TEXT SHOWN
=-=-=-=-=

‘Highlights reel: ‘and the war came’, Honest History, 4 August 2014
This highlights reel takes extracts from Australian press editorials and other published material in the few days leading up to the start of the Great War.
It gives an idea of the atmosphere at the time, the speed with which matters came to a head, the uncertainty about what was to come next, and the dual culture of Australia at the time, as a new nation within a controlling Empire.
Britain was dealing also with serious unrest in Northern Ireland (Ulster).
The Hobart Mercury‘s editorial on Monday, 27 July 1914, was pessimistic but reasonably prescient.

=-=-=-=-=

GOALS
a - From the highlights reel text, output the stretch from "Britain was dealing" through "but reasonably prescient." word for word.
b - In the highlights reel text, on what day and date did the Hobart Mercury's editorial run?

INFORMATION SHOWN
=-=-=-=-=

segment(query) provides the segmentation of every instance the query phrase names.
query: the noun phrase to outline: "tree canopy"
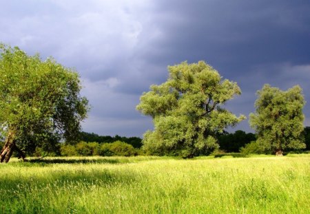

=-=-=-=-=

TASK RESPONSES
a -
Britain was dealing also with serious unrest in Northern Ireland (Ulster).
The Hobart Mercury‘s editorial on Monday, 27 July 1914, was pessimistic but reasonably prescient.

b - Monday, 27 July 1914.